Start of Supplied data

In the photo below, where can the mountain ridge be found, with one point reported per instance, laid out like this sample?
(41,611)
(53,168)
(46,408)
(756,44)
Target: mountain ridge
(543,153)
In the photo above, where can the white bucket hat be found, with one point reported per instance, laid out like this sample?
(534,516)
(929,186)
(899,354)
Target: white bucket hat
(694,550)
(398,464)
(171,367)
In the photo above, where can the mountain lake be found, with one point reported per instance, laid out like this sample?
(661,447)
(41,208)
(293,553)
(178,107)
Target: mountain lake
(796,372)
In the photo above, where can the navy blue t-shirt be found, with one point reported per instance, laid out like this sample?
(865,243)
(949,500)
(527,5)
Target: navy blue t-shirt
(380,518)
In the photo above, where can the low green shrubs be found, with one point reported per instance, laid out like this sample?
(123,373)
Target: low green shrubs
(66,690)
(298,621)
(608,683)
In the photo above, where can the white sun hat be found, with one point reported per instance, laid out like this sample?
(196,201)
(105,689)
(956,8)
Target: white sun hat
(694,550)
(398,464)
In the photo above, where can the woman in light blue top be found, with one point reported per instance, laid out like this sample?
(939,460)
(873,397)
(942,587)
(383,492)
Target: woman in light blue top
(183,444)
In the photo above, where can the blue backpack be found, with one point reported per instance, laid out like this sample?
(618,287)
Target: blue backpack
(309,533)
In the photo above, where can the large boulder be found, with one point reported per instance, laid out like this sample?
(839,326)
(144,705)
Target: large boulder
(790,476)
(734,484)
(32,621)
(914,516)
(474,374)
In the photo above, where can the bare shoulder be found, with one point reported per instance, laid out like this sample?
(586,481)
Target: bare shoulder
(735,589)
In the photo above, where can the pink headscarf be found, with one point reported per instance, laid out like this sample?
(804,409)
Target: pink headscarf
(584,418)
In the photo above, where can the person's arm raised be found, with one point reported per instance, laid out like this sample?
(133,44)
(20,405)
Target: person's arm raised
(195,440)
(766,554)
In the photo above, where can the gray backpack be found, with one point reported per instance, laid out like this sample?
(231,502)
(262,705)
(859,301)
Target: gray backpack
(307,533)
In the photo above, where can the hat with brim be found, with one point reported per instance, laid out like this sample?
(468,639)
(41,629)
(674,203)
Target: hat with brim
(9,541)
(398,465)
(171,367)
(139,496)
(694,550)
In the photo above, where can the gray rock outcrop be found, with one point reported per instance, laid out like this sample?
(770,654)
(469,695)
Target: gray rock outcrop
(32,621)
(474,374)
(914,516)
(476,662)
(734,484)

End of Supplied data

_Description of the task_:
Write out all the data again, exactly as it appears.

_Exercise result_:
In the photo below, where can the mountain ridge be found, with one point reported per instance, laid out like this sample?
(41,611)
(53,168)
(46,408)
(756,44)
Target: mountain ridge
(543,153)
In the photo above, where can the white bucket hat be found, with one point reported per instance, laid out like this sample?
(534,516)
(929,186)
(899,354)
Target: white bucket hat
(694,550)
(398,464)
(171,367)
In the photo above, where can the mountain lake be found, with one point reported per instance, laid out like this sample?
(661,447)
(41,208)
(293,553)
(178,107)
Target: mountain lake
(796,372)
In the photo above, where can the navy blue t-shirt be found, with one point reported per instance, laid out like this sample?
(865,243)
(949,500)
(527,5)
Target: navy blue t-shirt
(380,518)
In the photo above, where can the low green shrubs be found, with one point reported per instance, laid out like this sample?
(123,373)
Target: low green shrubs
(66,690)
(298,621)
(608,683)
In the photo above, where can the white sun hat be found, with one point reported per instance, laid out like this sample?
(196,201)
(105,689)
(956,8)
Target: white sun hat
(694,550)
(398,464)
In the photo above, where can the woman in light blue top be found, with one point reported per instance, laid out like this sample?
(939,460)
(873,397)
(942,587)
(383,492)
Target: woman in light blue top
(183,444)
In the photo above, where can the blue backpack be found, with one point reported per instance, laid out like this sample?
(618,287)
Target: blue backpack
(309,533)
In the photo above, where can the large boulder be found, with one point reported per instance, laid out like this sample?
(839,326)
(144,705)
Target: large boulder
(790,476)
(734,484)
(32,621)
(914,516)
(474,374)
In the photo above, where can the bare shoulder be found, with one point reported per instance, laid out like this sample?
(586,481)
Target: bare shoulder
(735,589)
In the photo above, where can the pink headscarf be found, with one point reported per instance, laid out like this sample?
(804,409)
Target: pink headscarf
(584,418)
In the photo above, where can the person's arm raised be found, with one point reported per instance, laid out like this sample?
(133,44)
(20,405)
Target: person's arm raised
(195,440)
(766,554)
In the photo above, where can the gray backpack be found, with one point reported per instance, laid out like this sample?
(231,502)
(262,705)
(859,301)
Target: gray backpack
(307,533)
In the photo above, where can the hat with brim be found, with one point reported per instance, laid out like this sample?
(468,639)
(41,629)
(674,203)
Target: hat with brim
(9,541)
(398,465)
(171,367)
(139,496)
(694,550)
In the photo above, where can the gray rock outcrop be found, with one point reported per instance, laid out like this sample?
(770,654)
(469,695)
Target: gray rock outcrop
(32,621)
(474,374)
(914,516)
(476,662)
(734,484)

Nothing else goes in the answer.